▶ _Dataset excerpts_:
+++++
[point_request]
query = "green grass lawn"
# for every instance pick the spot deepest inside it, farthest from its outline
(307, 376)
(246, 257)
+++++
▶ _Problem statement_:
All of the entries above should be output exactly as they are.

▶ _Answer to this problem_:
[point_request]
query = "green grass lawn"
# for every instance pick the spot deepest inside it, farthest from its outline
(307, 376)
(246, 257)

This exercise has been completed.